Data to process.

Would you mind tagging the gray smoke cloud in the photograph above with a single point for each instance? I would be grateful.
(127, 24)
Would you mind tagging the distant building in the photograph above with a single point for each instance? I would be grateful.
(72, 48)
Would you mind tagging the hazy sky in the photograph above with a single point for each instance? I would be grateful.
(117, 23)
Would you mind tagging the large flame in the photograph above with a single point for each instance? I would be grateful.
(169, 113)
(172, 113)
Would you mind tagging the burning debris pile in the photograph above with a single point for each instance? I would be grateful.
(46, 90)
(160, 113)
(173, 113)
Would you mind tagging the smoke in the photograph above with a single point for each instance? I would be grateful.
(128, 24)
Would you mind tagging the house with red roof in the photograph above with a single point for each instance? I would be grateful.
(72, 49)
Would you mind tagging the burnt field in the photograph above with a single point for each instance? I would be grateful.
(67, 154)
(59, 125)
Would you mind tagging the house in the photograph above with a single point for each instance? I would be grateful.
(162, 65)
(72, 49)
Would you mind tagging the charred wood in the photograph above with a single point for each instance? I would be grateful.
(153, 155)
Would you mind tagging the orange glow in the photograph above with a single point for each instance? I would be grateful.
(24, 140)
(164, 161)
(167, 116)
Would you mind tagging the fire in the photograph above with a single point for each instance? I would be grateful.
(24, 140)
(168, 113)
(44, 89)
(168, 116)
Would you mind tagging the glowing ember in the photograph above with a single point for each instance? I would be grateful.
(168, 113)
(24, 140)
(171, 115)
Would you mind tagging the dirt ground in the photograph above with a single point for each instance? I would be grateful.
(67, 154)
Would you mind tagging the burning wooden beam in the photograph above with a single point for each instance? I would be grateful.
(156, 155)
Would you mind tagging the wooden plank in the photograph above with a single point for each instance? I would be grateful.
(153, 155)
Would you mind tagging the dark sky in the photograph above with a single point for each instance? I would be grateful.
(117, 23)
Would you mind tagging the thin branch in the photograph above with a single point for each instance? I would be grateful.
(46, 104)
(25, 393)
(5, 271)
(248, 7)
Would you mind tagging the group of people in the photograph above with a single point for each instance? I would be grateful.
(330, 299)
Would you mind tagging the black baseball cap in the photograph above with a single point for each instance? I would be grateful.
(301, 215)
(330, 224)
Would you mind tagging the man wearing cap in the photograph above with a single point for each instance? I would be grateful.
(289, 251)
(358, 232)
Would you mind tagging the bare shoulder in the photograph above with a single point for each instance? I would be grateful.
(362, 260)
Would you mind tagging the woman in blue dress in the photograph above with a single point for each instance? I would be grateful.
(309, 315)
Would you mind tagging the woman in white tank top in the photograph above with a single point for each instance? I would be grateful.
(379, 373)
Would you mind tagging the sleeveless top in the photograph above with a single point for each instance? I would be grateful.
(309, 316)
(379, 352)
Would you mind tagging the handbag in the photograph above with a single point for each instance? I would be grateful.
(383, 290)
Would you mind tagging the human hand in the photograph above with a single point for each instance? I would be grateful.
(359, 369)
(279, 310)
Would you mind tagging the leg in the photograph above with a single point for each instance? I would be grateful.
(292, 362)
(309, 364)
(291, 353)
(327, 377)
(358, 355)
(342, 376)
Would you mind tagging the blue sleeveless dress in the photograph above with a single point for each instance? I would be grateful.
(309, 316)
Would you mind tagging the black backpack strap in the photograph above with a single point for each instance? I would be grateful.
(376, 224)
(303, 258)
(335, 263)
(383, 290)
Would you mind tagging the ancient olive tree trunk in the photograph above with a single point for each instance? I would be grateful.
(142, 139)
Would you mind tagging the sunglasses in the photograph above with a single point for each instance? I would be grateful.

What this task involves. Rewrite everything from the line containing "Would you mind tagging the black backpack" down to the end of the listing, requests included, multiplying every point coordinate in the answers by 2.05 and rounding to whole numbers, with halves rounded up. Keep the requests unchanged.

Exercise answer.
Would you mind tagging the black backpack strap in the photograph above with a single point for each instance? I would be grateful.
(771, 459)
(621, 529)
(687, 539)
(785, 595)
Would you mind tagging the ancient olive tree trunk in the photograph above with a single point for each instance? I would be grateful.
(291, 285)
Would you mind tagging the sunglasses in the photograph above with a single point for each instance? I would be grateful.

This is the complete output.